Actions to take
(A) In the passage about prison, list every question the writer asks about "learning history."
(B) Copy everything in the passage about prison from "I do not blame" down to "sigh of relief." word for word.

Extract to read
- - -

I was sentenced to life imprisonment, but what His Honour Judge Sheerin did not know at that time was that he was giving me a life worth living. He was giving me time and space to find the ‘real me’, and not the ‘new me’ as Her Majesty’s Prison’s Offending Behaviour Programmes like to call it. Prison was not a re-invention of the old Mark Humphries, it was an uncovering of the person that had been in hiding since early childhood.

I do not blame my parents, my up-bringing or my ‘learning history’ for my actions even though they all played a part. I was the person that put a rolled up, lighted newspaper through the letterbox of an unknown (to me) person. I was the person that set fire to numerous other properties in the area, and I was the person that caused mayhem, panic and confusion for many – including the emergency services. And I am sure that when I handed myself into custody at Parkside Police Station in Cambridge there was more than one sigh of relief.

Our ‘learning history’ is not solely based on our education. It is the way that we live, move and have our being in society; in the community that we were raised in. Prior to prison I did not realise how much of an impact this had on my life; and it has on all our lives. ‘Learning history’ is the term used to describe the relationship that we, as individuals have with each aspect of our life. It lists our parents, and what our home-life was like. It discusses our extended family; Did we have contact with them? What were their influences on us? Who did we associate with? What were our friends like? It does list our education, and how well (or not) we coped with, and got on at school.

- - -

Data section

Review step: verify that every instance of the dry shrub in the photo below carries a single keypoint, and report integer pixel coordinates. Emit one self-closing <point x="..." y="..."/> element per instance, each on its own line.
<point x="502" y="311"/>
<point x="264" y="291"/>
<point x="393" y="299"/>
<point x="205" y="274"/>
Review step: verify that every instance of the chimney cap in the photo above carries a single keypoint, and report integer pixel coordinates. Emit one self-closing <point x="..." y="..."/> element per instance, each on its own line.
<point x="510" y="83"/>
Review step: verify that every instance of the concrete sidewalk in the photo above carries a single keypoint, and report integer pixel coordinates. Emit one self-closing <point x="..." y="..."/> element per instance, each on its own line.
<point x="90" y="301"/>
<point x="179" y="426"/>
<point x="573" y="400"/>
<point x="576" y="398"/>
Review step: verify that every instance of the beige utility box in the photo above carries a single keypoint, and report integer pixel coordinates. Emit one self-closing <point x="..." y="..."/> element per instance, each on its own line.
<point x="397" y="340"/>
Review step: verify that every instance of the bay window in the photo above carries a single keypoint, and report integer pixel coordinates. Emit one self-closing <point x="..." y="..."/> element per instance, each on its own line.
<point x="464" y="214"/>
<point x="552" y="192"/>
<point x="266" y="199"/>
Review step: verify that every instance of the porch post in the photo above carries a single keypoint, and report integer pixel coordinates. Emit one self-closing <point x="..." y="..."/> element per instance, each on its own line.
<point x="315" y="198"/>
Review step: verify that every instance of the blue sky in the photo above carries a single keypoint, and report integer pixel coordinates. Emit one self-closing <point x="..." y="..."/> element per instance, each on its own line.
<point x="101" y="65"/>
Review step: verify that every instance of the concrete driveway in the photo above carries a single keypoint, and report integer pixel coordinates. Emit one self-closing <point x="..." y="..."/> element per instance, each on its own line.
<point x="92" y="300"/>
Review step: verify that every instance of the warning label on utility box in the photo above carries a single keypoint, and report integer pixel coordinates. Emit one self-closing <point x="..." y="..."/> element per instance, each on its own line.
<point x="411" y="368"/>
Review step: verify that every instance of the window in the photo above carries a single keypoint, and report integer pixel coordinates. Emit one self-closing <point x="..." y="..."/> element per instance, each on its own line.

- - -

The answers
(A)
- Did we have contact with them?
- What were their influences on us?
- Who did we associate with?
- What were our friends like?

(B)
I do not blame my parents, my up-bringing or my ‘learning history’ for my actions even though they all played a part. I was the person that put a rolled up, lighted newspaper through the letterbox of an unknown (to me) person. I was the person that set fire to numerous other properties in the area, and I was the person that caused mayhem, panic and confusion for many – including the emergency services. And I am sure that when I handed myself into custody at Parkside Police Station in Cambridge there was more than one sigh of relief.